WHAT YOU HAVE TO DO »
Copy out precisely the line that holds "Can you spot the green" and all the lines following it in the data, up to and including the last one, and no others.

RECORDED DATA »

=== Section Start ===

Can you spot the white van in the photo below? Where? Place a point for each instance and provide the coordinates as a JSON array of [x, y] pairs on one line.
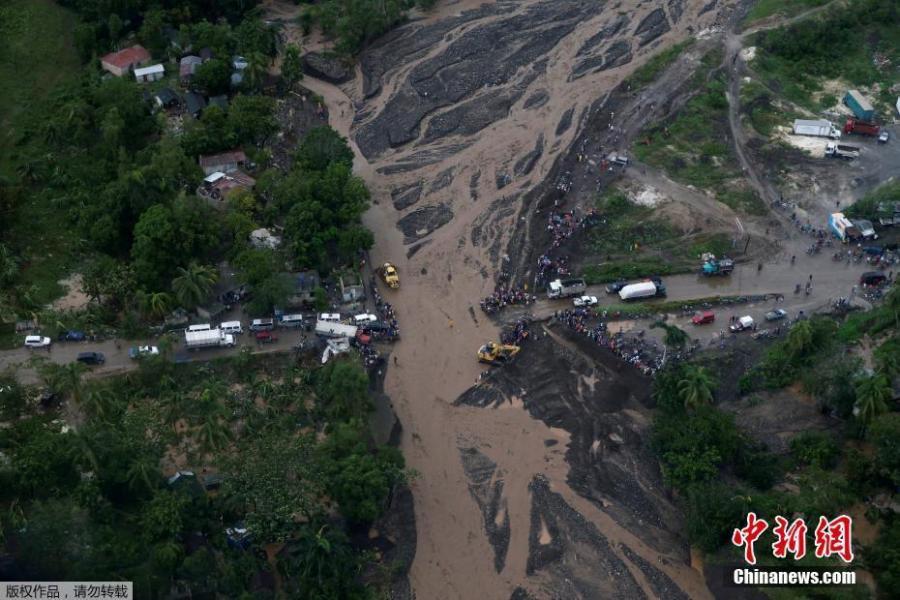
[[292, 321], [232, 327], [262, 325]]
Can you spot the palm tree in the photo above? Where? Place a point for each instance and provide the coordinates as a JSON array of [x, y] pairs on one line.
[[193, 284], [892, 304], [157, 304], [696, 387], [143, 474], [213, 433], [800, 338], [873, 394], [99, 402]]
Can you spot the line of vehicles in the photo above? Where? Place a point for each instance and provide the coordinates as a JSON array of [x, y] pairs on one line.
[[576, 287], [326, 325]]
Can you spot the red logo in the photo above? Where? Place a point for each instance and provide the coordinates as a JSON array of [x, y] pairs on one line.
[[748, 535], [831, 537]]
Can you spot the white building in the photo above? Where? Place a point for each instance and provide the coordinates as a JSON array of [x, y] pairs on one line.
[[148, 74]]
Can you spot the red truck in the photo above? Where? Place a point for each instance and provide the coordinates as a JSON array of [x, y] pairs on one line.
[[861, 127]]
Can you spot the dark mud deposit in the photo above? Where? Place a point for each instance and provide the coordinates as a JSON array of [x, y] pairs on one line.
[[570, 384], [486, 487], [500, 56]]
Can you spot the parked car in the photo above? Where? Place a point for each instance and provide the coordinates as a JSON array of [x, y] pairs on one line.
[[266, 337], [776, 315], [136, 352], [262, 325], [703, 318], [742, 324], [91, 358], [615, 286], [71, 335], [585, 301], [37, 341]]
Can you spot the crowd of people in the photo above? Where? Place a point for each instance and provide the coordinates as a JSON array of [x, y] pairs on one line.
[[387, 314], [503, 297], [646, 356], [517, 334], [561, 225]]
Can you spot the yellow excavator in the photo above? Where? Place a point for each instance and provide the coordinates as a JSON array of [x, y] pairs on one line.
[[493, 353], [388, 272]]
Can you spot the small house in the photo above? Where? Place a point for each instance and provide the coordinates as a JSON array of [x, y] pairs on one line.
[[352, 289], [121, 62], [165, 98], [226, 162], [217, 186], [221, 101], [194, 104], [187, 66], [148, 74]]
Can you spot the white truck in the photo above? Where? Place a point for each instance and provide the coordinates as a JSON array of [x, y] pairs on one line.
[[817, 128], [566, 288], [331, 329], [644, 289], [833, 150], [211, 338]]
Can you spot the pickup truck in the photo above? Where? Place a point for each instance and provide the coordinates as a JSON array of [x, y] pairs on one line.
[[776, 315], [742, 324], [585, 301]]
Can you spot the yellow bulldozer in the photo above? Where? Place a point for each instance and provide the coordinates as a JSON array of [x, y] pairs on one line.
[[389, 274], [493, 353]]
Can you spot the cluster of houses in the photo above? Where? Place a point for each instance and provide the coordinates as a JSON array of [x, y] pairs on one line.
[[137, 61], [224, 173]]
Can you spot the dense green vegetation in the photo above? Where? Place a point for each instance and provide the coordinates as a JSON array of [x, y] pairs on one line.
[[353, 24], [632, 242], [287, 444], [721, 473], [101, 184], [842, 43], [694, 147]]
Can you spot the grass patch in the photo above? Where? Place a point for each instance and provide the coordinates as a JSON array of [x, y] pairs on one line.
[[38, 56], [36, 45], [634, 243], [641, 267], [694, 147], [650, 70], [717, 243], [742, 199], [786, 8]]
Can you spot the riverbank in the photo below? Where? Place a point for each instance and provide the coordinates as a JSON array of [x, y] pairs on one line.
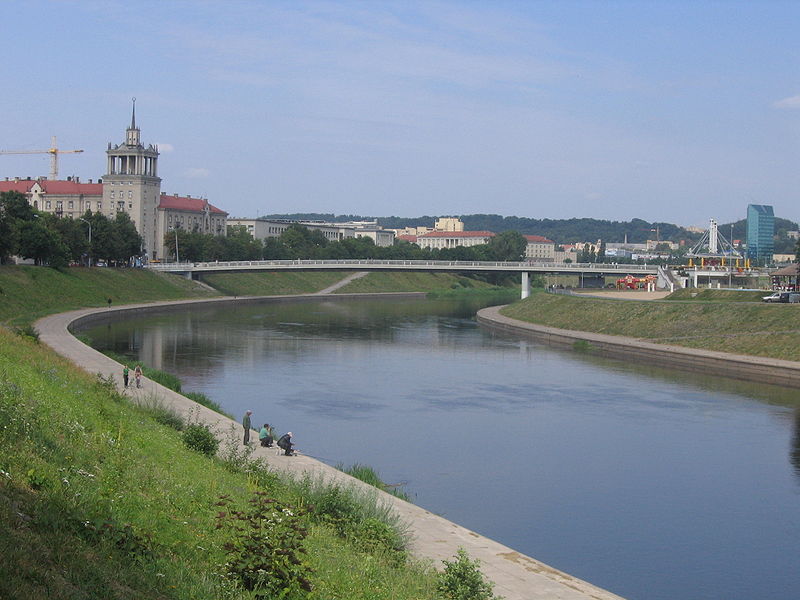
[[722, 323], [737, 366], [516, 576]]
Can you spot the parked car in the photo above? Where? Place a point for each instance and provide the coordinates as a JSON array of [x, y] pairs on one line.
[[785, 297]]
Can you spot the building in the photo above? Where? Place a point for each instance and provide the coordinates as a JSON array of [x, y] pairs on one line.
[[448, 224], [453, 239], [131, 185], [187, 213], [262, 229], [540, 249], [69, 198], [760, 232]]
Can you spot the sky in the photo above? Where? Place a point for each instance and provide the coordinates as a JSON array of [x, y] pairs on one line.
[[668, 111]]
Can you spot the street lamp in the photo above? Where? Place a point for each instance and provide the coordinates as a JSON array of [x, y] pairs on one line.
[[90, 238], [175, 229]]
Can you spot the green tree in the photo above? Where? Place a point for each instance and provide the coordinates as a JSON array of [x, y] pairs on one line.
[[42, 244]]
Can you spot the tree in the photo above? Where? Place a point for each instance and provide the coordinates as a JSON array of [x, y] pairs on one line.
[[42, 244]]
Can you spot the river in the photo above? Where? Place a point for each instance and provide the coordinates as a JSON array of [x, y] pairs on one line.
[[651, 483]]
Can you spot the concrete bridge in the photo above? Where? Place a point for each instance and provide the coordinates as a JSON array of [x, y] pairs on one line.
[[193, 270]]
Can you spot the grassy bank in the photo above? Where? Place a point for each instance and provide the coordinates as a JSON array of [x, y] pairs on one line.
[[753, 328], [28, 293], [97, 500]]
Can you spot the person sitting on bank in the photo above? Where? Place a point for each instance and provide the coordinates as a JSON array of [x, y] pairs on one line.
[[285, 442], [265, 435]]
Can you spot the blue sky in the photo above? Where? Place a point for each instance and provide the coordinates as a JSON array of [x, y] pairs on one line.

=== Section End ===

OUTPUT FOR THIS TASK »
Can you spot the green tree in the photo above? Where? Place a point for each instance and provide the coordinates as a JSON array of [x, y] pairs on one line.
[[42, 244]]
Can you spot the tree in the photo above? Where? Place a point for each instance and provide the coordinates as a JSON array of [x, y] pairs on one line.
[[42, 244]]
Can you spot the river in the photo above? Where? Place a point for each instance and provide the coordinates as a JSON array of [x, y] pairs on one line.
[[651, 483]]
Can you spot the concrete bridge in the photo above? Where? Place a point for each instance and provide the coordinates as a JSON array of [x, y] pairs on one line.
[[193, 270]]
Can you spot the grassy bank in the photo above? Where? Place a point for each instance and provide the coordinates as a JSON array of [x, y] pairs on one line.
[[753, 328], [28, 293], [97, 500]]
Can you spot the person sitting on bank in the photo above? Where? Place a point for each instance and provide the coordinates as a JSON array of [x, y] pairs on one line.
[[285, 442], [265, 435]]
Can you spot the blue sky in the photo above? Where? Place a point for each instance and provide the coordinates as a JSON array of [x, y] pairs on one line.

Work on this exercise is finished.